Re-imagining Education in the Commonwealth Caribbean. Zellynne Jennings and Deon Edwards-Kerr. Kingston, Jamaica: Ian Randle Publishers, 2017.

The 2018 World Development Report put out by the World Bank explores what is called Education's Promise, and highlights three matters for us to consider:

1 The need to shine a light on learning

2 How to make school work for learners

3 How to make systems work for learning

This is what Jennings and Edwards-Kerr have forced us to do in Re-imagining Education in the Commonwealth Caribbean. They have recognized, as we do, the importance of fresh perspectives in the process of crafting relevant and innovative education for the new generation and the new world. The rich analysis and data presented advise us of the theoretical bases from which our Caribbean educational systems derive their origins and the facilitating and hindering elements in various aspects of the educational process, the range of learning environments which are often created within the overall educational context, the differences among learners, among teachers and the nature of the interactions between them.

● **ROWS**:
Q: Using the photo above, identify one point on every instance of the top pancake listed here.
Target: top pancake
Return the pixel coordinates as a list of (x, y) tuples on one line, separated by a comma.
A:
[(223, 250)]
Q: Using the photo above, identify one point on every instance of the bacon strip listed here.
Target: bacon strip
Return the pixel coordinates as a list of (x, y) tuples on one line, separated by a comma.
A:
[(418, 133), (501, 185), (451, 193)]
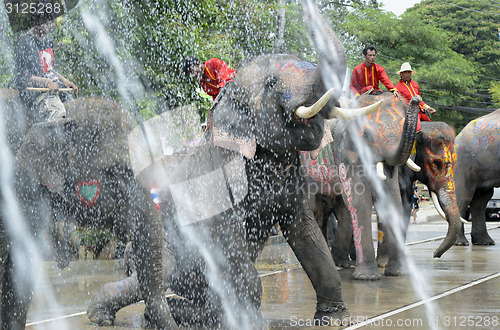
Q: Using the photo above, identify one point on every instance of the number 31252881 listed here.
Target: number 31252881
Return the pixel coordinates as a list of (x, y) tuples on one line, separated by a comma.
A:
[(32, 8)]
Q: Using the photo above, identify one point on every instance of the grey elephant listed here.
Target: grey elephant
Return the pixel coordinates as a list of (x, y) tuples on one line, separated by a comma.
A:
[(77, 167), (435, 156), (275, 108), (477, 172), (435, 160), (342, 177)]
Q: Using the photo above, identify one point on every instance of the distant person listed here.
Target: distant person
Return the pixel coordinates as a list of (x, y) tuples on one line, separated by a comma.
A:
[(35, 66), (213, 74), (408, 88), (366, 76), (415, 203)]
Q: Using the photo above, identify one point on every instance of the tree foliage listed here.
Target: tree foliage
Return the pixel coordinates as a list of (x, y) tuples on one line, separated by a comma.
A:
[(134, 50), (472, 31), (442, 73)]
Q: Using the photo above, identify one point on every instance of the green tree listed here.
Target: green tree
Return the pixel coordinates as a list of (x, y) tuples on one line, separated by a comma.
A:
[(446, 78), (472, 30)]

● **REQUEST 1**: In the passage on Caribbean education, which organization put out the 2018 World Development Report?
● **REQUEST 2**: Please carry on the passage on Caribbean education from the point where it stops.

● **EXPECTED OUTPUT 1**: The World Bank.

● **EXPECTED OUTPUT 2**:
1. Shining a light on Learning

The entire volume shines a light on learning and the opening chapter, authored by Jennings, highlights the influence, over the years, of philosophies and ideologies in school curricula, evidenced from the eclectic blend of philosophies reflected in different Education Policy documents generated across the Caribbean. An outcome highlighted is early specialisation in secondary schools, linked to a strong examination-oriented culture, resulting in "teaching to the test", a practice which runs counter to the aims of education as advanced by the philosophical bases of the curriculum, and to those objectives vital to 21st century learning and teaching.

Jennings also shines a light on the confrontation between tradition and the issue of globalization - variously defined - and its impact on Small Island Developing States (SIDS) like those of the Caribbean. The vision and hope that globalization would result in increased investment in education in our island states has not been realised and the reality for SIDS has been increased income inequality, and limited access to resources, including technology. Added to this is the "commodification" of education and the questionable quality of programmes offered by overseas entities for financial benefit rather than for nation building and the preservation of our cultural heritage.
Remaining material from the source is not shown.